:: Information supplied ::

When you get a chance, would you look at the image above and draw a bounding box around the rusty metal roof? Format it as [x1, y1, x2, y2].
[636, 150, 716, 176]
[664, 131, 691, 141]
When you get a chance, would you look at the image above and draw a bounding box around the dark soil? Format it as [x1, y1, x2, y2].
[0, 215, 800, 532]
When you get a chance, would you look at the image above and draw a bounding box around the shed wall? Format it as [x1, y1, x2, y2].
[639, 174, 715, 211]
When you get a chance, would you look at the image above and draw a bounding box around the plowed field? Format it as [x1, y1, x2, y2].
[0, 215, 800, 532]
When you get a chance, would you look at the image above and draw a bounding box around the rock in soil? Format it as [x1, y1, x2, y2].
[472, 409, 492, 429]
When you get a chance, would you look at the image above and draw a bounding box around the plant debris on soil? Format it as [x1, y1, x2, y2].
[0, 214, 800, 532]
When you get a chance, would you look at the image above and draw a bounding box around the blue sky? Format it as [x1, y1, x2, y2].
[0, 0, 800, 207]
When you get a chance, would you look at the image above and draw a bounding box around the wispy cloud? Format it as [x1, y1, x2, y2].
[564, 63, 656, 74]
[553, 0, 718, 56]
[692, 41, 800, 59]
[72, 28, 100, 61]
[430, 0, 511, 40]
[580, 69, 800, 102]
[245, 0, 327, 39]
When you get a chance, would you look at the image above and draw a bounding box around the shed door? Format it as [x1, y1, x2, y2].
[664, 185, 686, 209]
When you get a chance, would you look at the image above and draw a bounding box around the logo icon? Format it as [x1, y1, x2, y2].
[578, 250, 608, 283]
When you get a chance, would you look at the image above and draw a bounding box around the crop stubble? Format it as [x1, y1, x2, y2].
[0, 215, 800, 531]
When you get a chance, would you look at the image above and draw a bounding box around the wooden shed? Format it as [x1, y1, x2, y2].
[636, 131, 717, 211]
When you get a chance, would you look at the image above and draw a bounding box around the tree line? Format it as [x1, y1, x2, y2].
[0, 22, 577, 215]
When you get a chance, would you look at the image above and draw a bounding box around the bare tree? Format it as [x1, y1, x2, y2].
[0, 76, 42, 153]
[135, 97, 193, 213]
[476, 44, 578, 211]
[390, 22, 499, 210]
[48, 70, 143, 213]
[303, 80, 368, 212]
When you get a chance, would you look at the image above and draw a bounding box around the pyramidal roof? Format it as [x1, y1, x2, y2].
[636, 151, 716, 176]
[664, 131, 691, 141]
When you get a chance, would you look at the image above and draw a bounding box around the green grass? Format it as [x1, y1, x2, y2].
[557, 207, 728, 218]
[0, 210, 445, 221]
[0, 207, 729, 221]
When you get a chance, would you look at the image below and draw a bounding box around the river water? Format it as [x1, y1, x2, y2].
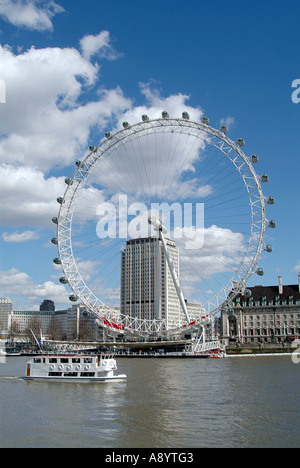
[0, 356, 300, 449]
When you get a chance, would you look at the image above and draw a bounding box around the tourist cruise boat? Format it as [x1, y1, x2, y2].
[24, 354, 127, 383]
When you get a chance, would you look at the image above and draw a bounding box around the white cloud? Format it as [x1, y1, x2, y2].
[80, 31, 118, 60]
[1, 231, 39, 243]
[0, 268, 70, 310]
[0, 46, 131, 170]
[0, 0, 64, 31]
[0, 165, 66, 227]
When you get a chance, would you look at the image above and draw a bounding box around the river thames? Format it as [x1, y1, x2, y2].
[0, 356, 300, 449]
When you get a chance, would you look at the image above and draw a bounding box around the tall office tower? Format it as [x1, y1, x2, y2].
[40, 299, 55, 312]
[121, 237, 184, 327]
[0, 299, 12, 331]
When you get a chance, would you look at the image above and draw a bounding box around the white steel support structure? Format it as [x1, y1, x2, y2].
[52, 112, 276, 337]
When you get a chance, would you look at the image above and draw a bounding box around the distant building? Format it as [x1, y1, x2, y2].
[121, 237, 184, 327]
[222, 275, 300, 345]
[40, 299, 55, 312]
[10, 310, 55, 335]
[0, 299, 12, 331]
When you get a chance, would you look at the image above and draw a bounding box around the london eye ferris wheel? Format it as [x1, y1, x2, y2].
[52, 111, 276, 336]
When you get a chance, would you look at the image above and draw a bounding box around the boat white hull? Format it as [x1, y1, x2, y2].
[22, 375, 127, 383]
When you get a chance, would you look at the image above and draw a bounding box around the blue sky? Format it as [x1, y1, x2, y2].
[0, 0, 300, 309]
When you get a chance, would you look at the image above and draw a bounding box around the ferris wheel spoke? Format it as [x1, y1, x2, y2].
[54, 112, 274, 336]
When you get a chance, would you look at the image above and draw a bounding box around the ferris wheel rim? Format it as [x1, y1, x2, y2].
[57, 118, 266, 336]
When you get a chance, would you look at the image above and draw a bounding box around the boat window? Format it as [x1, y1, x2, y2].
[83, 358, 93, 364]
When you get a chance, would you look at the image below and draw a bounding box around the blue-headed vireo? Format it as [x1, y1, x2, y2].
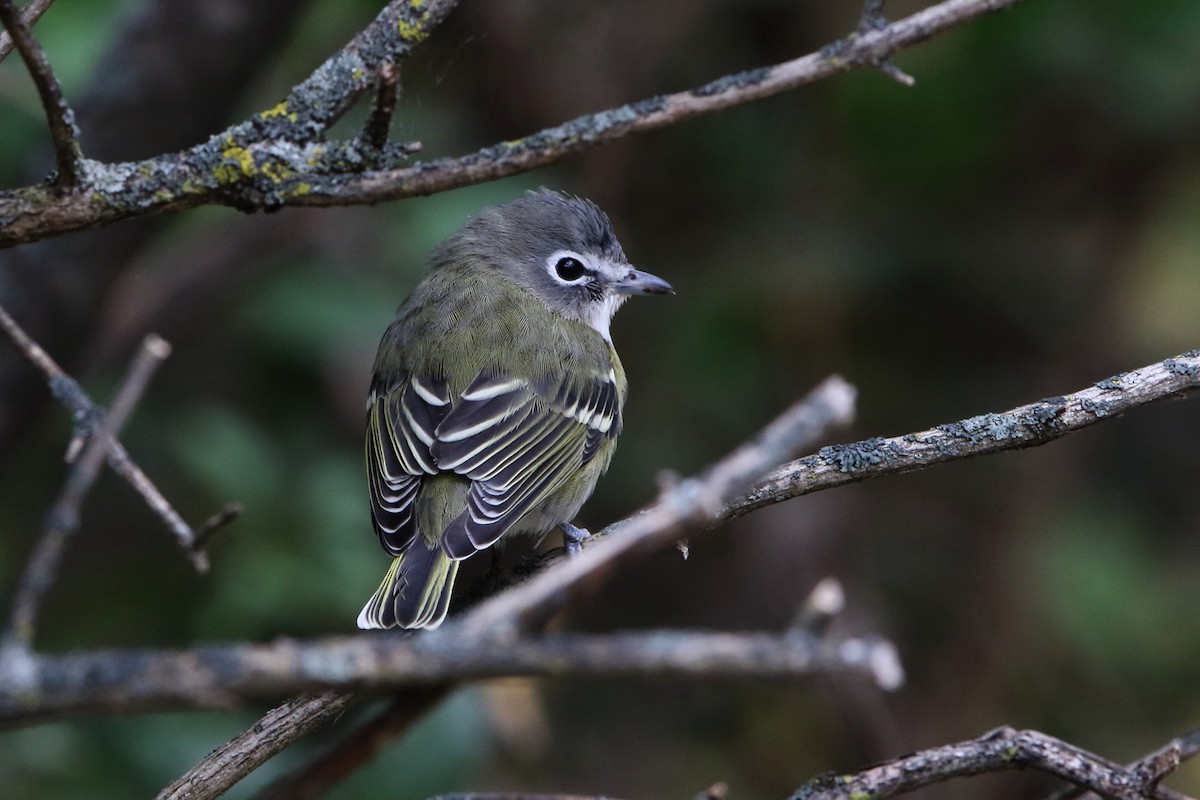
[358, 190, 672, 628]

:::
:: Information supplied ::

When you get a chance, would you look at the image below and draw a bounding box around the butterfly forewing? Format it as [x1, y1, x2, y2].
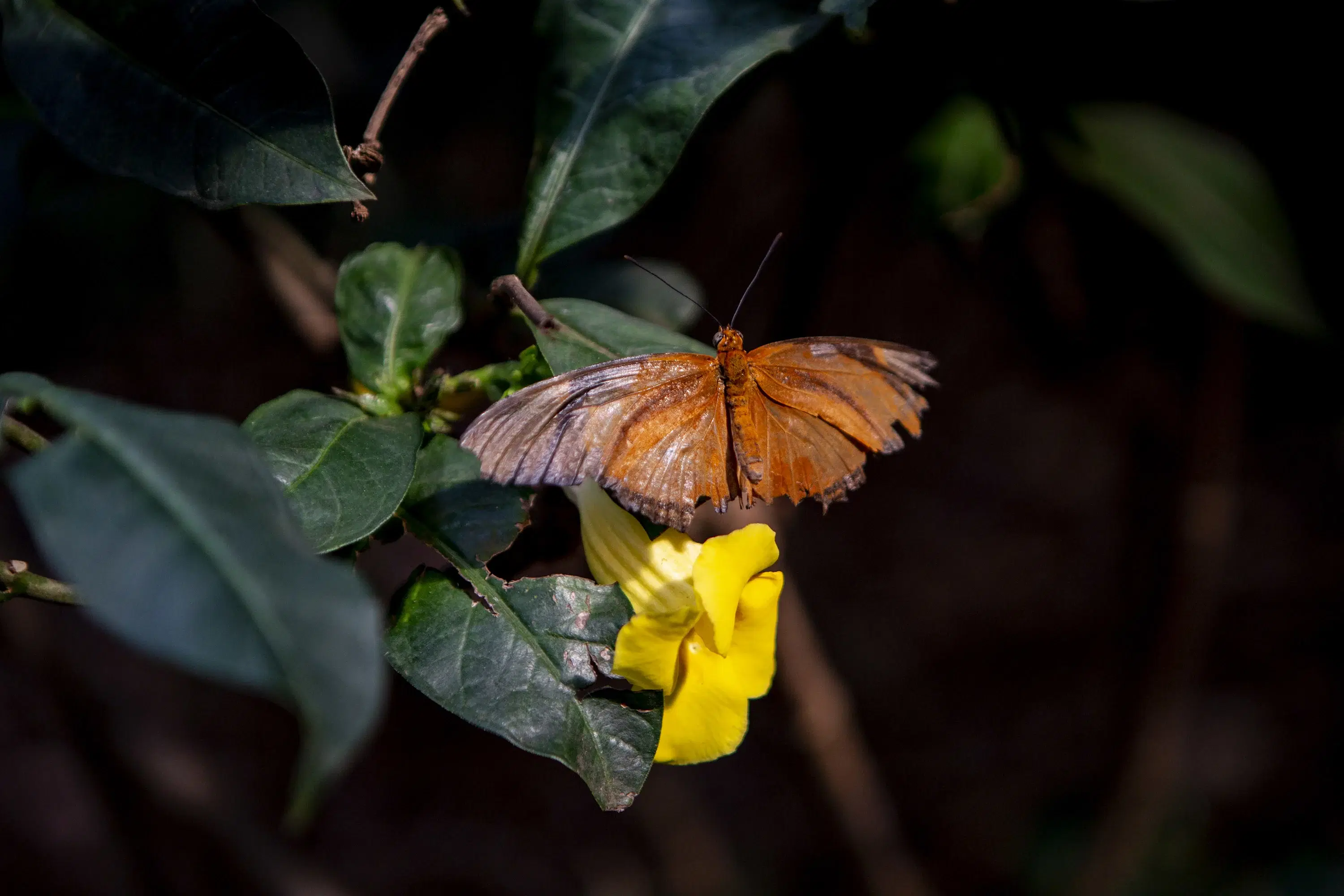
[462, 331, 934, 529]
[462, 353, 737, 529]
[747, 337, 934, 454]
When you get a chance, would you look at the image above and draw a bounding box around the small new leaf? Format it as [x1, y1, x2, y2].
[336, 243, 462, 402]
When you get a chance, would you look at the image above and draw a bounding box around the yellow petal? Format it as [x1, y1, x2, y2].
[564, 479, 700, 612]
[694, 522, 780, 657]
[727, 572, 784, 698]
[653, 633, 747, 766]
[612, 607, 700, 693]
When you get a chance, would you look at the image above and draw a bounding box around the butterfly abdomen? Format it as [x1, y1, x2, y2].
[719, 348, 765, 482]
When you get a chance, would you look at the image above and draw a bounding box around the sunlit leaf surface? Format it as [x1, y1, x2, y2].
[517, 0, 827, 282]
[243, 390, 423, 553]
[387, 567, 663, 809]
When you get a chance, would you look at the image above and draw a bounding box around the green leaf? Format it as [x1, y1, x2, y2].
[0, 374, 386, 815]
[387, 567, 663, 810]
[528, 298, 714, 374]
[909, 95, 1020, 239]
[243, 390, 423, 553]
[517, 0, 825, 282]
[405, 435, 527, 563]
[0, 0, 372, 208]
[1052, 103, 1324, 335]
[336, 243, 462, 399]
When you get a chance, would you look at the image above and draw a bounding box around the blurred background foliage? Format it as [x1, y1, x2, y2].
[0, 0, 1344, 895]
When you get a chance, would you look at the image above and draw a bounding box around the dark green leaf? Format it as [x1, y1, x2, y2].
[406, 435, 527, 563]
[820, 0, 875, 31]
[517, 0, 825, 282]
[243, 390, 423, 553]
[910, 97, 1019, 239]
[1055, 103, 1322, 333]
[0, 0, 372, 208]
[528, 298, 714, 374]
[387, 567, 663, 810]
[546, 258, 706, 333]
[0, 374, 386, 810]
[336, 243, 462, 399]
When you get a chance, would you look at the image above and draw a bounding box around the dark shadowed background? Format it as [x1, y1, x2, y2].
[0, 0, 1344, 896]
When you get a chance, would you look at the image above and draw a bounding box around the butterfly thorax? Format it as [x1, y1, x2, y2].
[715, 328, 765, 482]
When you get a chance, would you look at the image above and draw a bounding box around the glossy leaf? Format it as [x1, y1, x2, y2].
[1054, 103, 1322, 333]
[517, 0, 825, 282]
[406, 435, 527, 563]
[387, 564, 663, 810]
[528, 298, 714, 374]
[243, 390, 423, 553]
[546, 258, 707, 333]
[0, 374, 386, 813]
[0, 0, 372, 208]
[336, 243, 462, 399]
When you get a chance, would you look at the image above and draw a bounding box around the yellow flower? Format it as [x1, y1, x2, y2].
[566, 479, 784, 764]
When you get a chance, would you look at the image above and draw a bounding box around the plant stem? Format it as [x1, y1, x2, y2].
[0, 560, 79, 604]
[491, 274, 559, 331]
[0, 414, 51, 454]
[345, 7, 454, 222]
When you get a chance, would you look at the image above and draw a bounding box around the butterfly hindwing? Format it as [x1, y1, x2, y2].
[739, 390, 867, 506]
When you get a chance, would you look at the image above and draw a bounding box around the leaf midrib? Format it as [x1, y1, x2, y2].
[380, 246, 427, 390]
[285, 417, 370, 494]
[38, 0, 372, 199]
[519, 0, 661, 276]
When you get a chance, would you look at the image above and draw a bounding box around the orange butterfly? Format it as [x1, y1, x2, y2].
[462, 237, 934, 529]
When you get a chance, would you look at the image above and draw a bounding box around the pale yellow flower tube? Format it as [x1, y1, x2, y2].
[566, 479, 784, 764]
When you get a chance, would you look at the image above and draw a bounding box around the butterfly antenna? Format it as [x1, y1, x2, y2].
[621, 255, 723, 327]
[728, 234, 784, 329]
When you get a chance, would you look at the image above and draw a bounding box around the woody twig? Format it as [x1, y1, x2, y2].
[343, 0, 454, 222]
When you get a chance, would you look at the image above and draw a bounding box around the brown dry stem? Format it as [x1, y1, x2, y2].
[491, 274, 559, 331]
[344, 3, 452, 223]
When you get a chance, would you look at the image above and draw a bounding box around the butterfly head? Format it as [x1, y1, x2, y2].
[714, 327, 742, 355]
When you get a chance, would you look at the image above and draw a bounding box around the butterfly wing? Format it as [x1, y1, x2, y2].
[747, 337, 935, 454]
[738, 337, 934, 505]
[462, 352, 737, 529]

:::

Aim -
Starting at the line that has "tower? Format it as [x1, y1, x2, y2]." and stopping after the one that has "[52, 112, 276, 337]", write those lines out again, requests included, with every bounding-box coordinate in the answers multiplied by 0.45 and rounded to a whole number, halves rounding up. Leave the requests and their format samples unchanged.

Correct response -
When you get a chance, would you look at the image above and draw a bounding box around the tall office tower? Format it as [x1, y1, x2, y2].
[18, 135, 25, 140]
[54, 107, 83, 147]
[0, 135, 5, 149]
When you get a chance, would you look at the image above and draw a bounding box around the white steel support structure? Format it as [x1, y1, x2, y2].
[23, 50, 124, 152]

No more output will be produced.